Learned something new today. Proper vocabulary for the attire of criminals and terrorists and outdoor enthusiasts everywhere. Running to the dictionary is one of the great pleasures of reading. Especially this book in which young men are "yobs," people are described as "prole" or "proddy," (generally the f-bomb is dropped first) the police are "polis." I have keep my desktop dictionary widget handy at all times.

Monday, August 4, 2008

Depths

While visiting the Cape in June, I saw this book by Henning Mankell. I read several of his Kurt Wallander mysteries last year and liked them. The author has a very spare style, at least in translation. His inspector Wallander is taciturn and yet prone to angry outbursts. He is matter-of-fact about everything, every detail of every crime, every mistake he makes in his personal life.  I love the silences in the scenes and the way the social culture between the characters is laid out. It's set in Sweden, and I sense nuances of that culture as described by Mankell that seem midwestern, that is, oddly familiar.
☆ ☆ ☆
[Problem statement]
Quote the reading notes above verbatim, starting at "Learned something new" and ending at "at all times.".

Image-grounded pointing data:
☆ ☆ ☆
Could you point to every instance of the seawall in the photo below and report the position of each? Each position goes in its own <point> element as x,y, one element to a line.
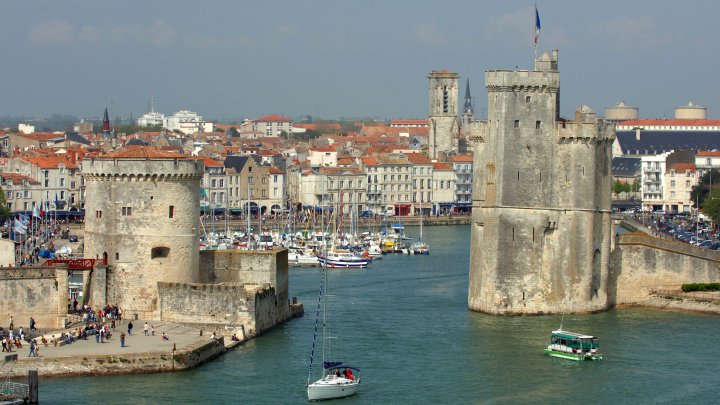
<point>193,355</point>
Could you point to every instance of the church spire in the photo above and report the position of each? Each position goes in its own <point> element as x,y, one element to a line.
<point>467,109</point>
<point>106,125</point>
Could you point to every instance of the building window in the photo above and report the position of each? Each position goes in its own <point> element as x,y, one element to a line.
<point>159,252</point>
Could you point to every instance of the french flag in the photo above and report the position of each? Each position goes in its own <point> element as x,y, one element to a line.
<point>537,25</point>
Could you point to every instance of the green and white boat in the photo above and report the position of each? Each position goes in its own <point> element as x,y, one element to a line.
<point>573,346</point>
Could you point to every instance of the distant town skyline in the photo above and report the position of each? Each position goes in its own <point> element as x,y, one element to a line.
<point>331,59</point>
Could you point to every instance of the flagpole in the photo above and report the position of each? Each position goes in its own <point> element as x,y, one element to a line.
<point>537,34</point>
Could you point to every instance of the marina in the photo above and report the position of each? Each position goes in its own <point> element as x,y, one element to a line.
<point>410,312</point>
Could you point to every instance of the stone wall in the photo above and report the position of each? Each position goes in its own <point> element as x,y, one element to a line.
<point>641,262</point>
<point>151,362</point>
<point>247,267</point>
<point>256,307</point>
<point>40,292</point>
<point>204,303</point>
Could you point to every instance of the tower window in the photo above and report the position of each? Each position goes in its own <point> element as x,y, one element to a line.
<point>159,252</point>
<point>446,98</point>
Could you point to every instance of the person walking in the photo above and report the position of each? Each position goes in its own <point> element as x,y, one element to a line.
<point>32,349</point>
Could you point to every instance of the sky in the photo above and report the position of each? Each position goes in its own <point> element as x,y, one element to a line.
<point>230,59</point>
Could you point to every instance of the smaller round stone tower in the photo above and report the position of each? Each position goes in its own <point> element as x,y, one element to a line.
<point>142,216</point>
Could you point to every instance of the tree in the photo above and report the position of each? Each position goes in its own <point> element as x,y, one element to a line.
<point>4,210</point>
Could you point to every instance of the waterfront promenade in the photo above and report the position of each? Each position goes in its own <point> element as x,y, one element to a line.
<point>184,349</point>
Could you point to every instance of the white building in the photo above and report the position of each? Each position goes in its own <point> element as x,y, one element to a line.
<point>651,178</point>
<point>678,182</point>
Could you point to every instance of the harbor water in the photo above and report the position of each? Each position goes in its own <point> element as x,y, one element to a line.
<point>404,322</point>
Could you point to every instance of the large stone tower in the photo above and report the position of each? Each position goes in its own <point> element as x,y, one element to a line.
<point>142,215</point>
<point>541,200</point>
<point>443,94</point>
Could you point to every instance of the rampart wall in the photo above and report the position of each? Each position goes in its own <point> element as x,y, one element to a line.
<point>641,263</point>
<point>40,292</point>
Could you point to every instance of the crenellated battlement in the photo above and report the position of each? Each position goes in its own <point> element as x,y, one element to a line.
<point>103,168</point>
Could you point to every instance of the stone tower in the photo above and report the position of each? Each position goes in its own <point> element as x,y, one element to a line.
<point>142,215</point>
<point>541,200</point>
<point>443,94</point>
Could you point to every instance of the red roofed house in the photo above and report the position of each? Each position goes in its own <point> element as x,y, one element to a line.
<point>272,125</point>
<point>443,196</point>
<point>462,165</point>
<point>59,178</point>
<point>325,156</point>
<point>678,182</point>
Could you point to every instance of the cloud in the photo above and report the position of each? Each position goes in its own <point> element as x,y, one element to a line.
<point>60,32</point>
<point>428,34</point>
<point>51,32</point>
<point>633,33</point>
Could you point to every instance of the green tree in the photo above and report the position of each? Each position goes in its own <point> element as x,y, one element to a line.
<point>4,210</point>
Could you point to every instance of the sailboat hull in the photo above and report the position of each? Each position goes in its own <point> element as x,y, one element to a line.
<point>331,388</point>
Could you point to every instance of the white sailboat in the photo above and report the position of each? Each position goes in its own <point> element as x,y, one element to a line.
<point>338,380</point>
<point>420,247</point>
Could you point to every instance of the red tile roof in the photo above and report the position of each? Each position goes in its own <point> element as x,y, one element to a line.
<point>409,122</point>
<point>682,167</point>
<point>273,118</point>
<point>142,152</point>
<point>208,162</point>
<point>462,158</point>
<point>418,158</point>
<point>673,123</point>
<point>50,162</point>
<point>369,160</point>
<point>17,178</point>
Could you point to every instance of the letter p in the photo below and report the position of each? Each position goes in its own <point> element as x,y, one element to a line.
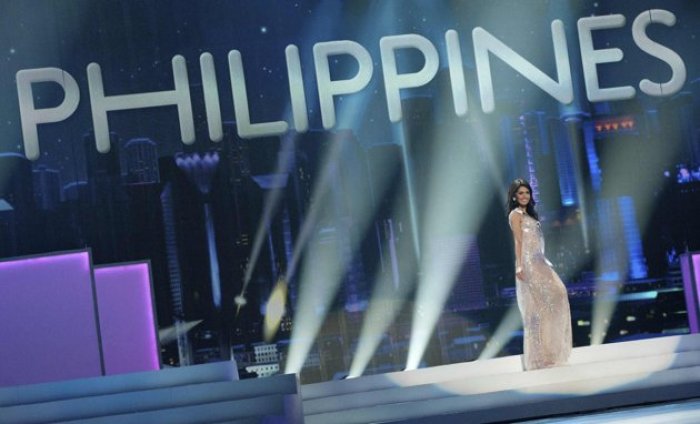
<point>31,116</point>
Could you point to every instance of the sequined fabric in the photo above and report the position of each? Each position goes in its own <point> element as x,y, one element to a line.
<point>543,302</point>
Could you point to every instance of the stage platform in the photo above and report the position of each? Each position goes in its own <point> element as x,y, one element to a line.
<point>648,381</point>
<point>597,378</point>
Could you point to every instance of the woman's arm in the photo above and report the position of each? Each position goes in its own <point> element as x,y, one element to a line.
<point>516,226</point>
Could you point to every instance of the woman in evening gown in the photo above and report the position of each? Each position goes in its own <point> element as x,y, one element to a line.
<point>542,297</point>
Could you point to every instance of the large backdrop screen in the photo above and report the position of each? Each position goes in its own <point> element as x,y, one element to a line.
<point>320,186</point>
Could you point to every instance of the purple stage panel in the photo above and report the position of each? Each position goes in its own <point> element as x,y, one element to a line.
<point>690,267</point>
<point>48,326</point>
<point>127,320</point>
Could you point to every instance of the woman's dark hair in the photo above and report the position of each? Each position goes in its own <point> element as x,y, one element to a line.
<point>512,204</point>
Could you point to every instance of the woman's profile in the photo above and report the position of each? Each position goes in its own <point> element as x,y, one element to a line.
<point>542,297</point>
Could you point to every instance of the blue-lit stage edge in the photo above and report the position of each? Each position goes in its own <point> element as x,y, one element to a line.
<point>690,267</point>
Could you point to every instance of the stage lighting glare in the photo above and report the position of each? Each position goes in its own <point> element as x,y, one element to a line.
<point>275,310</point>
<point>504,333</point>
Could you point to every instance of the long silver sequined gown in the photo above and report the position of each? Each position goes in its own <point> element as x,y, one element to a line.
<point>543,302</point>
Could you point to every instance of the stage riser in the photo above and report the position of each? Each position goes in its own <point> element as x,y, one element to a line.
<point>472,386</point>
<point>498,366</point>
<point>166,396</point>
<point>597,377</point>
<point>518,405</point>
<point>72,389</point>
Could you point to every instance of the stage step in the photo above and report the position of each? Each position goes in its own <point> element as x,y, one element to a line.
<point>498,390</point>
<point>122,383</point>
<point>181,395</point>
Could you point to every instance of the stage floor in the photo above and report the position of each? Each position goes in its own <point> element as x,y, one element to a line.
<point>597,378</point>
<point>687,412</point>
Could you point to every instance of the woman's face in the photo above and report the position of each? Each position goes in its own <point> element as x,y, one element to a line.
<point>522,196</point>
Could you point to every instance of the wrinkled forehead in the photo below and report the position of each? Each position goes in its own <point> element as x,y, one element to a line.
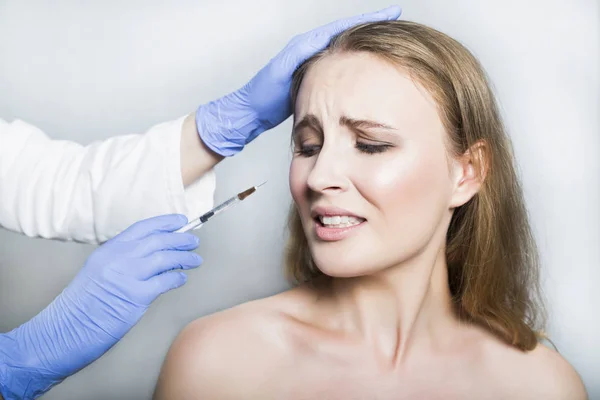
<point>365,86</point>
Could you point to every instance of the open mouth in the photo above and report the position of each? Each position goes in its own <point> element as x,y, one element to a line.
<point>338,221</point>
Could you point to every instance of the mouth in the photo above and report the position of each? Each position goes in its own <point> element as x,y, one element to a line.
<point>332,224</point>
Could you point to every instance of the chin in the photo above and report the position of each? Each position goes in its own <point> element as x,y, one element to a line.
<point>337,266</point>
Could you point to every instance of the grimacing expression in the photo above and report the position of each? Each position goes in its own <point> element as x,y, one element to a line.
<point>370,176</point>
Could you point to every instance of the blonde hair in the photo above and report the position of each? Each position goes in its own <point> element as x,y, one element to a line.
<point>493,265</point>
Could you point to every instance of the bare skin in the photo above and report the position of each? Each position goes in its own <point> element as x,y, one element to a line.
<point>383,327</point>
<point>304,345</point>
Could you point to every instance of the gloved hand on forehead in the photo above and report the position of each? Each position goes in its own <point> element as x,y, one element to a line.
<point>226,125</point>
<point>105,299</point>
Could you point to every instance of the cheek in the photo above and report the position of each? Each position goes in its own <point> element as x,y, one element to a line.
<point>297,181</point>
<point>409,186</point>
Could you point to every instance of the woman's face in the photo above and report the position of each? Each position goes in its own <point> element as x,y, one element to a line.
<point>371,175</point>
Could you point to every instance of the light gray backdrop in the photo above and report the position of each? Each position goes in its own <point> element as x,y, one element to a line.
<point>90,70</point>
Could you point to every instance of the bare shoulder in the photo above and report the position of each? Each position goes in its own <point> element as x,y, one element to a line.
<point>541,373</point>
<point>244,344</point>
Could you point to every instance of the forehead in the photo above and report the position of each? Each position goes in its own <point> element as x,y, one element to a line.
<point>362,85</point>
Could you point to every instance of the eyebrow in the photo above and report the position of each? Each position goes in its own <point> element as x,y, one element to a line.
<point>311,121</point>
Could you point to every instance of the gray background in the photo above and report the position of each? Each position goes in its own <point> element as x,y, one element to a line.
<point>90,70</point>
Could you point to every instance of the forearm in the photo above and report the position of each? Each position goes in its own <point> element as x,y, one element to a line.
<point>196,157</point>
<point>60,189</point>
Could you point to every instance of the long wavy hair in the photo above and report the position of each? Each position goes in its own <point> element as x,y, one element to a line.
<point>492,259</point>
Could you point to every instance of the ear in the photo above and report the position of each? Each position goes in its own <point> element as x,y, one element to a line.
<point>468,173</point>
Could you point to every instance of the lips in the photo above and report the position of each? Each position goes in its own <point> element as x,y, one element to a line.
<point>333,223</point>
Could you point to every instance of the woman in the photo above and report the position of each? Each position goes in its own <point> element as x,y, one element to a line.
<point>409,237</point>
<point>62,190</point>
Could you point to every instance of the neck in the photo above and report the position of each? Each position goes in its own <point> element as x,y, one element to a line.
<point>397,309</point>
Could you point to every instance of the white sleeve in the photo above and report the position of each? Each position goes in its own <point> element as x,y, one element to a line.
<point>61,189</point>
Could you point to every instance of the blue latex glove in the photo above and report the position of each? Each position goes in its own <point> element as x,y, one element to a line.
<point>105,299</point>
<point>226,125</point>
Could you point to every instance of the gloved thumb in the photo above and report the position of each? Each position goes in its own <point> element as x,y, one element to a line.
<point>167,281</point>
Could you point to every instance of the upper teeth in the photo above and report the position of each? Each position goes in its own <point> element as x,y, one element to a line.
<point>339,220</point>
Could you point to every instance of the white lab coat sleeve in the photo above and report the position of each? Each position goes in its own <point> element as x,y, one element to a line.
<point>62,190</point>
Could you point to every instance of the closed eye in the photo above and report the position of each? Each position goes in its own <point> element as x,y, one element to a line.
<point>372,148</point>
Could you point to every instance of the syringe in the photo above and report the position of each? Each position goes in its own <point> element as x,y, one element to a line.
<point>198,222</point>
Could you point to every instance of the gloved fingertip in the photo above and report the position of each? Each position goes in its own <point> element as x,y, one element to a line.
<point>391,12</point>
<point>181,219</point>
<point>182,279</point>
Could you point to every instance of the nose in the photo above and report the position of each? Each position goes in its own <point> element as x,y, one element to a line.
<point>329,173</point>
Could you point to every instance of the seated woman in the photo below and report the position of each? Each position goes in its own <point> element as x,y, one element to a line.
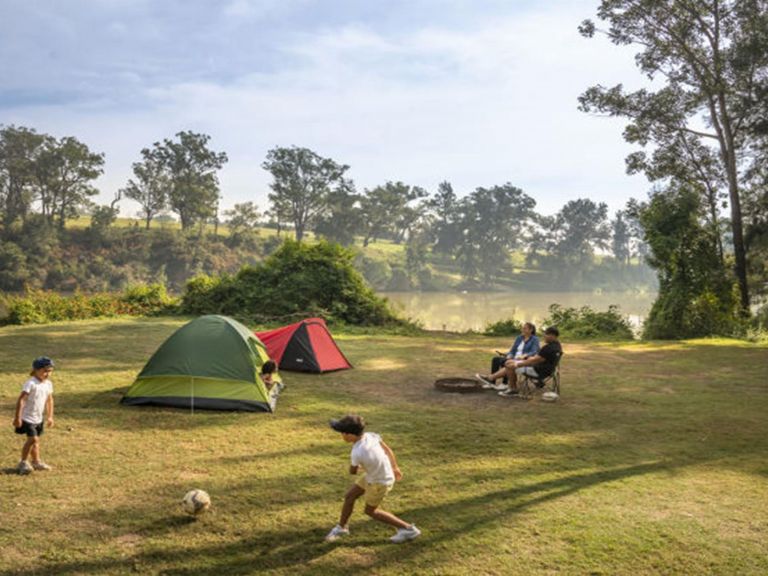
<point>525,346</point>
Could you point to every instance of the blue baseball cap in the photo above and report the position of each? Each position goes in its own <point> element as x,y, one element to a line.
<point>42,362</point>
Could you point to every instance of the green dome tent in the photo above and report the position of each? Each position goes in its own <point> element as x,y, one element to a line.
<point>211,363</point>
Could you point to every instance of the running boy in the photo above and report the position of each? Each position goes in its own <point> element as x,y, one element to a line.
<point>35,402</point>
<point>376,459</point>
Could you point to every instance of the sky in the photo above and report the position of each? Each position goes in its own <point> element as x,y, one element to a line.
<point>476,92</point>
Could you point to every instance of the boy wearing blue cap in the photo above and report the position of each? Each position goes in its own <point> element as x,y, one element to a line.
<point>34,409</point>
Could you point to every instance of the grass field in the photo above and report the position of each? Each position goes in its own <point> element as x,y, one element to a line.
<point>653,462</point>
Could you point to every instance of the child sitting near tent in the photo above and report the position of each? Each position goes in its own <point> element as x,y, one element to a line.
<point>267,374</point>
<point>370,453</point>
<point>34,409</point>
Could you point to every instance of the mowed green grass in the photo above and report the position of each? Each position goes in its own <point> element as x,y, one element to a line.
<point>653,462</point>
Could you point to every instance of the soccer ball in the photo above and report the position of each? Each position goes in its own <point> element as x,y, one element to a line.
<point>196,502</point>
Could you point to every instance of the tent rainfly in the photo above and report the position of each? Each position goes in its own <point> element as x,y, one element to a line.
<point>211,363</point>
<point>305,346</point>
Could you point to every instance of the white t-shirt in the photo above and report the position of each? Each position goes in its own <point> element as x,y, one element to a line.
<point>370,456</point>
<point>34,409</point>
☆ ☆ ☆
[Response]
Learned something new today. Proper vocabulary for the attire of criminals and terrorists and outdoor enthusiasts everywhere. Running to the dictionary is one of the great pleasures of reading. Especially this book in which young men are "yobs," people are described as "prole" or "proddy," (generally the f-bomb is dropped first) the police are "polis." I have keep my desktop dictionary widget handy at all times.